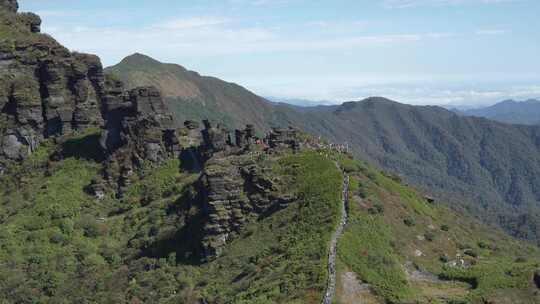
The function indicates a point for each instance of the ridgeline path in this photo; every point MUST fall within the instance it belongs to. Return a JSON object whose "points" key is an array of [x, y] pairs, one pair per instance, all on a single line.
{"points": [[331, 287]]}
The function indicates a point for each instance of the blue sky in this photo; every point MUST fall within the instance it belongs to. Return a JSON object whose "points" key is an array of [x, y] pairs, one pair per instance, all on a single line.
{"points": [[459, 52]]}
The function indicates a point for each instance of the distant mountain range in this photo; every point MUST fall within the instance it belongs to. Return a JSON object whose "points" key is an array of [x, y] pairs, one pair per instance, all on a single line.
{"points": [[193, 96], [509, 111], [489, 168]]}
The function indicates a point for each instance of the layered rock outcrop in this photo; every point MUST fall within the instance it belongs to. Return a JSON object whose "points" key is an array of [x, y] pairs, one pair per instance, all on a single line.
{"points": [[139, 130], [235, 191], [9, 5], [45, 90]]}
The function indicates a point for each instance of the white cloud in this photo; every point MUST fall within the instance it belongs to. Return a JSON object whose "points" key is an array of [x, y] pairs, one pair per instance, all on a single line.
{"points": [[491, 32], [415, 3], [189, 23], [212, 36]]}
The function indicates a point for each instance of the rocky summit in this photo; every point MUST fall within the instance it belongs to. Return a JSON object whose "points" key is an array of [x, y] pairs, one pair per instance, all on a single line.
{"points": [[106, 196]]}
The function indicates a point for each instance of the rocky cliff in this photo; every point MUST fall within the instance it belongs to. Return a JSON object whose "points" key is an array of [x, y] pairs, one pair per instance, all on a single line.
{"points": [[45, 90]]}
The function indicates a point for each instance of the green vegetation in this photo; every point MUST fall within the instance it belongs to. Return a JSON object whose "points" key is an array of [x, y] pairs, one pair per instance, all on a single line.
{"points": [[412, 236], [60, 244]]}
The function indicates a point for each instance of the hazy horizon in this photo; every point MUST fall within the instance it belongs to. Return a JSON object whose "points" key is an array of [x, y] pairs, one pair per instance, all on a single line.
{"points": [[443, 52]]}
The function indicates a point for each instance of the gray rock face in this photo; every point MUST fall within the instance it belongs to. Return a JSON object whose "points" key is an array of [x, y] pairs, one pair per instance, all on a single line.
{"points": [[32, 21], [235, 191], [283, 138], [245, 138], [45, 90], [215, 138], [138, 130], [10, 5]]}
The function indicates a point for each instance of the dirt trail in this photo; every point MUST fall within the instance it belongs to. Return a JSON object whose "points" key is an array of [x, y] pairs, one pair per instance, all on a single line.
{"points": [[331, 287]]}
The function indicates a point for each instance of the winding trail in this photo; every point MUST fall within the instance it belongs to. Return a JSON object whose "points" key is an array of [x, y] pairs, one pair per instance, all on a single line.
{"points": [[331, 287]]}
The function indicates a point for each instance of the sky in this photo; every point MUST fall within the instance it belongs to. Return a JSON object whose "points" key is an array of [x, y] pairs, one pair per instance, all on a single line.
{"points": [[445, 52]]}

--

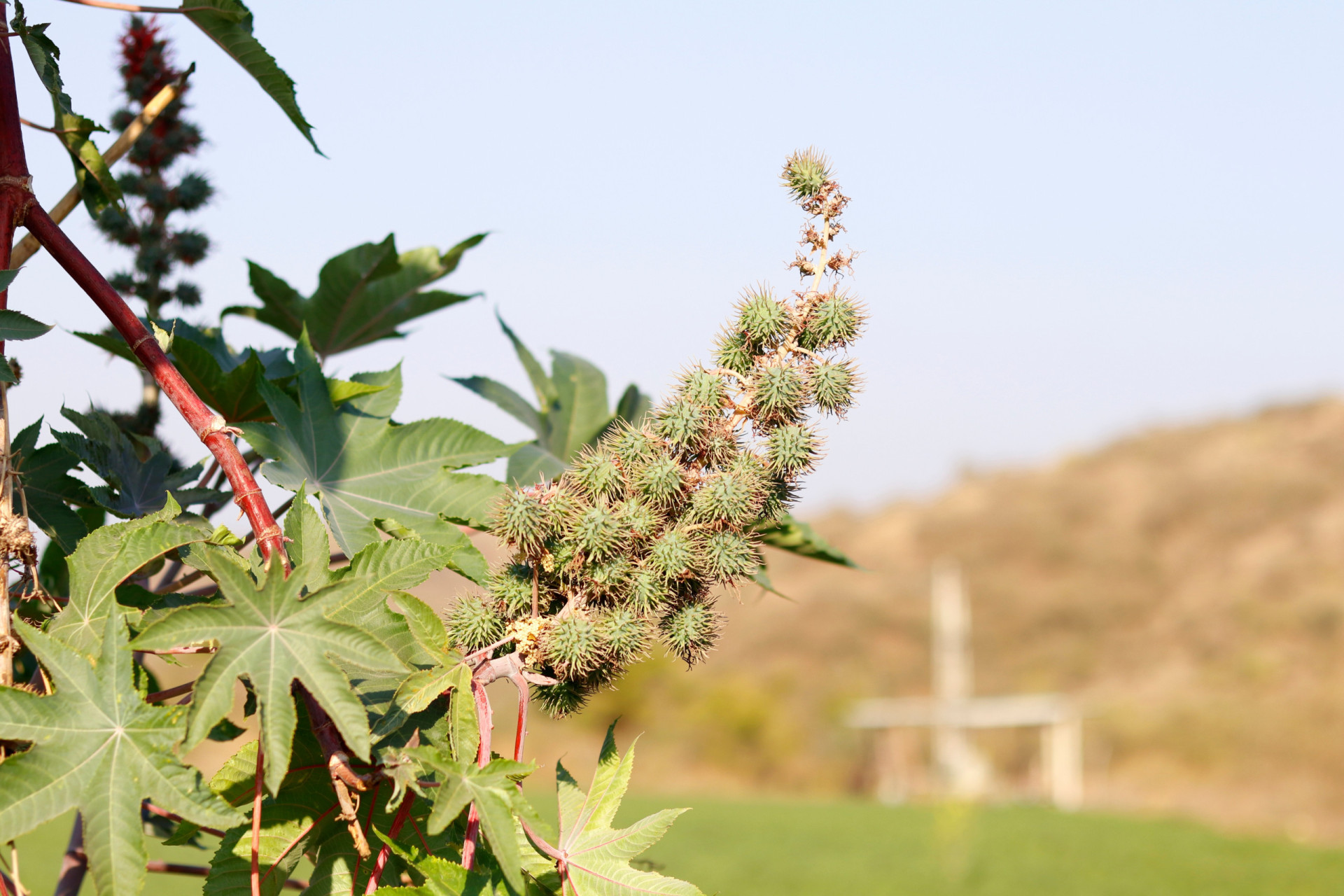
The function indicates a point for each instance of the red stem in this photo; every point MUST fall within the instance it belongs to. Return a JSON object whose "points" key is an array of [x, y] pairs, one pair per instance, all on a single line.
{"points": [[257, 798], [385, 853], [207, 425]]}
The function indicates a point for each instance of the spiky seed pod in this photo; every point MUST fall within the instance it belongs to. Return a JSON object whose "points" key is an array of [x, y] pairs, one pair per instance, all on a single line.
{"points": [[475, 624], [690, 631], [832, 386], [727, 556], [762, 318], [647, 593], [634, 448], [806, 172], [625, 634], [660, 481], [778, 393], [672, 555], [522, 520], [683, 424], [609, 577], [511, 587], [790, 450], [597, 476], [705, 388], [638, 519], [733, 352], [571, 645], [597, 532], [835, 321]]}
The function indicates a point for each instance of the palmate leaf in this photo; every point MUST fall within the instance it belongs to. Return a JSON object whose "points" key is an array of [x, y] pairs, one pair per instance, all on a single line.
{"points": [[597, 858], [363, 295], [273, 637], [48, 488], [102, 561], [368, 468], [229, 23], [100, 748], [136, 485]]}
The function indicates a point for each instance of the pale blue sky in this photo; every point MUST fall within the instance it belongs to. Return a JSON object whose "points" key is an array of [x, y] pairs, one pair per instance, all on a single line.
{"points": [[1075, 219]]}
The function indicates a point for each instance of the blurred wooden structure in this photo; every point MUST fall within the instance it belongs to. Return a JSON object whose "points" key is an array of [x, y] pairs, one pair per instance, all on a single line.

---

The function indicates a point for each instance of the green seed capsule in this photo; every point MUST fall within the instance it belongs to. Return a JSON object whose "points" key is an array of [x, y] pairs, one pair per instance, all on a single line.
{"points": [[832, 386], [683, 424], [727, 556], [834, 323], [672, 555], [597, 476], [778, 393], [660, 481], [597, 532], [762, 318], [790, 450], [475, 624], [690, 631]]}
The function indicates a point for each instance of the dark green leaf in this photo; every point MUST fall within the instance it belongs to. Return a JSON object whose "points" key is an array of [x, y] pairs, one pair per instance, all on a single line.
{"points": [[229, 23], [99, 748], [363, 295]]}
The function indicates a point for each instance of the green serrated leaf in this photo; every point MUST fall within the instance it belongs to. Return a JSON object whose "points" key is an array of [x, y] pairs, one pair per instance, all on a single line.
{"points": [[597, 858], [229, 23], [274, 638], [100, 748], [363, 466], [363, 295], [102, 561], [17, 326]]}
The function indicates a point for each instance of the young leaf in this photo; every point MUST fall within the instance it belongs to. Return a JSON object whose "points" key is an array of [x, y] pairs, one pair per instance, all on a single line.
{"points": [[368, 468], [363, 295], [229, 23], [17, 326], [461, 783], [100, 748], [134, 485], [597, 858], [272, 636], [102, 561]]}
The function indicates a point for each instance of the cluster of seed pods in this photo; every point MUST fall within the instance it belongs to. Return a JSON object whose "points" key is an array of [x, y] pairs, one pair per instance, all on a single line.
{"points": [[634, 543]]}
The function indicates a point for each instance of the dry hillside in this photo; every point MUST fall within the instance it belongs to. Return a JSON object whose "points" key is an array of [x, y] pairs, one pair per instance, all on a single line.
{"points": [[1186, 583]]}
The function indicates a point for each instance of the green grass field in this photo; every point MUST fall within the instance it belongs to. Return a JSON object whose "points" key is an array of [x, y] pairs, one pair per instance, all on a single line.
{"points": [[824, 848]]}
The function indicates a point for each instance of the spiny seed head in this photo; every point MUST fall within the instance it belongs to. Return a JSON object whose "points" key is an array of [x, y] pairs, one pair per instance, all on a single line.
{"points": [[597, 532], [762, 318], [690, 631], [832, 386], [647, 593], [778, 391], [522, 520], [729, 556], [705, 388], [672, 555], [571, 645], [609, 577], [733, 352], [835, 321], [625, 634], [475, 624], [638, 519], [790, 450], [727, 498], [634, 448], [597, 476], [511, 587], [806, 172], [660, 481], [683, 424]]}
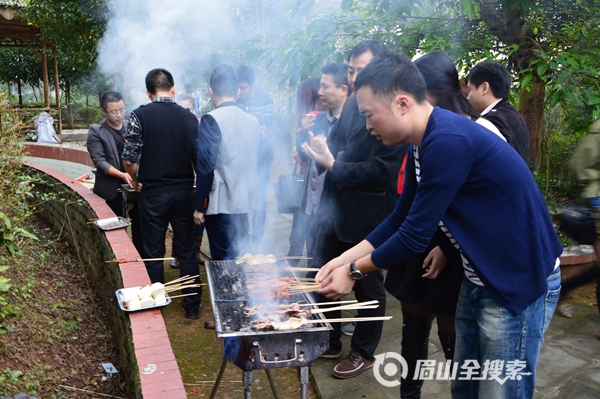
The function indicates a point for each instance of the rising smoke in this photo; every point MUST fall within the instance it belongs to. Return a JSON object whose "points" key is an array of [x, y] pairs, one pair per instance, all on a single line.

OBJECTIVE >>
How many lines in the rows above contain the string "cliff"? Reply with the number alone.

WORKED SOLUTION >>
1